_Exercise_
The whole set of entries is to be restated word for word.

_Available data_
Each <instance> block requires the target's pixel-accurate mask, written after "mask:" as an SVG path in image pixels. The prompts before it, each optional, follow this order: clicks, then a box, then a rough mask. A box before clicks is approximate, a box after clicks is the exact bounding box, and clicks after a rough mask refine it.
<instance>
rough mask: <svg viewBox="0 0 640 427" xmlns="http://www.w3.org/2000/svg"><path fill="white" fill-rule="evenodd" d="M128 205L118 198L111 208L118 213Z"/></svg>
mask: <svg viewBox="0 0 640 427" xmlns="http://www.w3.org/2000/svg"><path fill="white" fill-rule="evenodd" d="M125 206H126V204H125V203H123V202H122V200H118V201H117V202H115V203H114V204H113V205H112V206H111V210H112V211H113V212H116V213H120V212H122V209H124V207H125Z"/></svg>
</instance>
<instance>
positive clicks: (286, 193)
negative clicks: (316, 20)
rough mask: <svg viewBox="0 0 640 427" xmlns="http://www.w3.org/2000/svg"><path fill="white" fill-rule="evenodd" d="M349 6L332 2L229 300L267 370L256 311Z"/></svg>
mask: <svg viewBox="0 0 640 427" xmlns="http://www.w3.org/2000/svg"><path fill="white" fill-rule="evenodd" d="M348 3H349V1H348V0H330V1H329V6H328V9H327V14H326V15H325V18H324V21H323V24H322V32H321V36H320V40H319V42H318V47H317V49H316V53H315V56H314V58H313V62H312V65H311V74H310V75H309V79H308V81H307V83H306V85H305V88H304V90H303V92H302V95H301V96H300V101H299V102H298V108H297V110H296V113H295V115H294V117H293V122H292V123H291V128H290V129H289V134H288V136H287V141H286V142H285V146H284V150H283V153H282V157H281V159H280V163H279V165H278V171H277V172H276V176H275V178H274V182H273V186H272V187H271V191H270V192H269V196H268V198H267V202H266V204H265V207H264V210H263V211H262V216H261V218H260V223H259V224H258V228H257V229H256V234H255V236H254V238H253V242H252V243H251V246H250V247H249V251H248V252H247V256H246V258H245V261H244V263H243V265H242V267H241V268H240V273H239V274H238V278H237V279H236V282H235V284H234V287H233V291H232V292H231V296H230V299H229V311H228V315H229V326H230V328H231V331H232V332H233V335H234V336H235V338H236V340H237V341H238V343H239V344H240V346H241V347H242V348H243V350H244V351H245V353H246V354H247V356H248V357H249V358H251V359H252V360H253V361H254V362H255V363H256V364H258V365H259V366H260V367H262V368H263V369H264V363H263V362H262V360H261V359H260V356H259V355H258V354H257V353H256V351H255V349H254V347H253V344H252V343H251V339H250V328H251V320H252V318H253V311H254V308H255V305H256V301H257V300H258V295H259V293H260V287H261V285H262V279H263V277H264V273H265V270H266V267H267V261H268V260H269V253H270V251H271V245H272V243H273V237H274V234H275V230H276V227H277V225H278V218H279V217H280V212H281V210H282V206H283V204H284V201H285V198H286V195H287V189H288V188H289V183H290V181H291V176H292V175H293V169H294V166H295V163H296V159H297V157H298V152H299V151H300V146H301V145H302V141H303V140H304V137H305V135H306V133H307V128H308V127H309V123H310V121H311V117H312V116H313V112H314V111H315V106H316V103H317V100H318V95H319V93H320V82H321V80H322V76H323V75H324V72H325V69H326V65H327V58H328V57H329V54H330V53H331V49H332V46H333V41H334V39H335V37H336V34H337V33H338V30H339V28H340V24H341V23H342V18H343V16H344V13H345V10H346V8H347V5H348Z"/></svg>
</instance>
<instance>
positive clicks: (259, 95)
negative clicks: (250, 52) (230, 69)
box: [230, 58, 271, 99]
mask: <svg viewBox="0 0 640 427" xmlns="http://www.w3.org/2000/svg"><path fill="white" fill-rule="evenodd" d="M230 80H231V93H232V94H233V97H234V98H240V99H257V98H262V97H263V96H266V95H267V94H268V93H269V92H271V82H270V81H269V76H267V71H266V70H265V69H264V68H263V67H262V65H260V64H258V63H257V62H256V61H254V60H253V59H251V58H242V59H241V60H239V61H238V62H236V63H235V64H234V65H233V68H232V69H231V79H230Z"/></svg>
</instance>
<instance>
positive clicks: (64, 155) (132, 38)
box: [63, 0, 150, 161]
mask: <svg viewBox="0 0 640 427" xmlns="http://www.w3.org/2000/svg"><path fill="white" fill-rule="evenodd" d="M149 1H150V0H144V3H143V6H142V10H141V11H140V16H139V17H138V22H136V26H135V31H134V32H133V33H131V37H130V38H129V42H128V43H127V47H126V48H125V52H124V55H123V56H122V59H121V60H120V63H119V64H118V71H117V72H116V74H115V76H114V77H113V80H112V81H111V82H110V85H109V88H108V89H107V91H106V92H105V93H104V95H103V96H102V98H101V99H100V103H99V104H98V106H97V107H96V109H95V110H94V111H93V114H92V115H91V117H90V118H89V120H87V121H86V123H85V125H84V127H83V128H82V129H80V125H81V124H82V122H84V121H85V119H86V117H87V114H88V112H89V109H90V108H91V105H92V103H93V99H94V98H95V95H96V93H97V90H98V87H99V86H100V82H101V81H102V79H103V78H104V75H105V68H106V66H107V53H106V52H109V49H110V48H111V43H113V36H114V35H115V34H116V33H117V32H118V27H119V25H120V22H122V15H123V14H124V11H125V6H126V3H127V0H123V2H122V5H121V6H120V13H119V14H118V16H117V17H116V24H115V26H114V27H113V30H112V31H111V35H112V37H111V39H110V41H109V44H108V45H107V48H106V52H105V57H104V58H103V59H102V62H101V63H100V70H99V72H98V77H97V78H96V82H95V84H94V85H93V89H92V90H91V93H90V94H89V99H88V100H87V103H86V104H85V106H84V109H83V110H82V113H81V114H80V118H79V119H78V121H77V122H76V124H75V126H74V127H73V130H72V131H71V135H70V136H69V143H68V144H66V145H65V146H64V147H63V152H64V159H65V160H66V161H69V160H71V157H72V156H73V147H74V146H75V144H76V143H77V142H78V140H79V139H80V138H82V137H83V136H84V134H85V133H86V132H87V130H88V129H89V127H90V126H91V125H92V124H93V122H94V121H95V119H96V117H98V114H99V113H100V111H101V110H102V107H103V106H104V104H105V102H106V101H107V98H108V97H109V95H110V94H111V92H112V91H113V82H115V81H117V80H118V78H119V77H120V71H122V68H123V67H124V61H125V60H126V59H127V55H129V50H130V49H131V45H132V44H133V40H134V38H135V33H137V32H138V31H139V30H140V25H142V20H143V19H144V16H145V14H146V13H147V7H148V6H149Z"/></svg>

_Task response_
Each <instance> block requires the target's pixel-accurate mask, written after "mask:" as an SVG path in image pixels. The prompts before it, each optional, follow this order: clicks, then a box, then a rough mask. A box before clicks is approximate, a box after clicks is the exact bounding box, and clicks after a rough mask refine it.
<instance>
rough mask: <svg viewBox="0 0 640 427" xmlns="http://www.w3.org/2000/svg"><path fill="white" fill-rule="evenodd" d="M128 205L118 198L111 208L118 213Z"/></svg>
mask: <svg viewBox="0 0 640 427" xmlns="http://www.w3.org/2000/svg"><path fill="white" fill-rule="evenodd" d="M125 206H126V204H125V203H123V202H122V200H118V201H117V202H115V203H114V204H113V205H112V206H111V210H112V211H113V212H116V213H120V212H122V209H124V207H125Z"/></svg>
</instance>
<instance>
positive clicks: (286, 193)
negative clicks: (316, 20)
rough mask: <svg viewBox="0 0 640 427" xmlns="http://www.w3.org/2000/svg"><path fill="white" fill-rule="evenodd" d="M349 6L332 2L229 300L267 370L256 311Z"/></svg>
mask: <svg viewBox="0 0 640 427" xmlns="http://www.w3.org/2000/svg"><path fill="white" fill-rule="evenodd" d="M348 3H349V1H348V0H330V1H329V6H328V9H327V14H326V15H325V18H324V21H323V24H322V32H321V36H320V40H319V42H318V47H317V49H316V53H315V56H314V58H313V62H312V65H311V74H310V75H309V79H308V81H307V83H306V85H305V88H304V90H303V92H302V95H301V96H300V101H299V102H298V108H297V110H296V113H295V115H294V117H293V122H292V123H291V128H290V129H289V134H288V136H287V141H286V142H285V146H284V150H283V153H282V157H281V159H280V163H279V165H278V171H277V172H276V176H275V178H274V182H273V186H272V187H271V191H270V192H269V196H268V198H267V202H266V204H265V207H264V210H263V211H262V216H261V218H260V223H259V224H258V228H257V229H256V234H255V236H254V238H253V242H252V243H251V246H250V247H249V251H248V252H247V256H246V258H245V261H244V263H243V265H242V267H241V268H240V273H239V274H238V278H237V279H236V282H235V284H234V287H233V291H232V292H231V296H230V299H229V311H228V315H229V326H230V328H231V331H232V332H233V335H234V336H235V338H236V340H237V341H238V343H239V344H240V346H241V347H242V348H243V350H244V351H245V353H246V354H247V356H248V357H249V358H251V359H252V360H253V361H254V362H255V363H256V364H258V365H259V366H260V367H262V368H263V369H264V363H263V362H262V360H261V359H260V356H259V355H258V354H257V353H256V351H255V349H254V347H253V344H252V343H251V339H250V328H251V320H252V318H253V311H254V308H255V305H256V301H257V300H258V295H259V293H260V287H261V285H262V279H263V277H264V273H265V270H266V267H267V261H268V260H269V253H270V251H271V245H272V243H273V237H274V234H275V230H276V227H277V225H278V218H279V217H280V212H281V210H282V206H283V204H284V201H285V198H286V195H287V189H288V188H289V183H290V181H291V176H292V175H293V169H294V166H295V163H296V159H297V157H298V152H299V151H300V146H301V145H302V141H303V140H304V137H305V135H306V133H307V128H308V127H309V123H310V121H311V117H312V116H313V112H314V111H315V106H316V103H317V100H318V95H319V93H320V82H321V80H322V76H323V75H324V72H325V69H326V65H327V58H328V57H329V54H330V53H331V49H332V46H333V41H334V39H335V37H336V34H337V33H338V30H339V28H340V24H341V23H342V18H343V16H344V13H345V10H346V8H347V5H348Z"/></svg>
</instance>
<instance>
positive clicks: (259, 95)
negative clicks: (250, 52) (230, 69)
box: [230, 58, 271, 99]
mask: <svg viewBox="0 0 640 427" xmlns="http://www.w3.org/2000/svg"><path fill="white" fill-rule="evenodd" d="M230 80H231V93H232V94H233V97H234V98H240V99H257V98H262V97H263V96H266V95H267V94H268V93H269V92H271V82H270V81H269V76H267V71H266V70H265V69H264V68H263V67H262V65H260V64H258V63H257V62H256V61H254V60H253V59H251V58H242V59H241V60H239V61H238V62H236V63H235V64H234V65H233V68H232V69H231V79H230Z"/></svg>
</instance>
<instance>
positive clicks: (64, 155) (132, 38)
box: [63, 0, 150, 161]
mask: <svg viewBox="0 0 640 427" xmlns="http://www.w3.org/2000/svg"><path fill="white" fill-rule="evenodd" d="M149 1H150V0H144V3H143V6H142V10H141V11H140V16H139V17H138V22H136V26H135V31H134V32H133V33H131V37H130V38H129V42H128V43H127V47H126V48H125V52H124V55H123V56H122V59H121V60H120V63H119V64H118V71H117V72H116V74H115V76H114V77H113V80H112V81H111V82H110V85H109V88H108V89H107V91H106V92H105V93H104V95H103V96H102V98H101V99H100V103H99V104H98V106H97V107H96V109H95V110H94V111H93V114H92V115H91V117H90V118H89V120H87V121H86V123H85V125H84V127H83V128H82V129H80V125H81V124H82V122H84V121H85V119H86V117H87V114H88V112H89V109H90V108H91V105H92V103H93V99H94V98H95V95H96V93H97V90H98V87H99V86H100V82H101V81H102V79H103V78H104V75H105V68H106V66H107V53H106V52H109V49H110V48H111V43H113V36H114V35H115V34H116V33H117V32H118V27H119V25H120V22H122V15H123V14H124V11H125V6H126V3H127V0H123V2H122V5H121V6H120V13H119V14H118V16H117V17H116V24H115V26H114V27H113V30H112V31H111V35H112V37H111V39H110V41H109V44H108V45H107V48H106V52H105V57H104V58H103V59H102V62H101V63H100V70H99V72H98V77H97V78H96V82H95V84H94V85H93V89H92V90H91V93H90V94H89V99H88V100H87V103H86V104H85V106H84V109H83V110H82V113H81V114H80V118H79V119H78V121H77V122H76V124H75V126H74V127H73V130H72V131H71V135H70V136H69V143H68V144H66V145H65V146H64V147H63V152H64V159H65V160H66V161H69V160H71V157H72V156H73V147H74V146H75V144H76V143H77V142H78V140H79V139H80V138H82V137H83V136H84V134H85V133H86V132H87V130H88V129H89V127H90V126H91V125H92V124H93V122H94V121H95V119H96V117H98V114H99V113H100V111H101V110H102V107H103V106H104V104H105V102H106V101H107V98H108V97H109V95H110V94H111V92H112V91H113V82H115V81H117V80H118V78H119V77H120V71H122V68H123V67H124V61H125V60H126V59H127V55H129V50H130V49H131V45H132V44H133V40H134V38H135V33H137V32H138V31H139V30H140V25H142V20H143V19H144V16H145V14H146V13H147V7H148V6H149Z"/></svg>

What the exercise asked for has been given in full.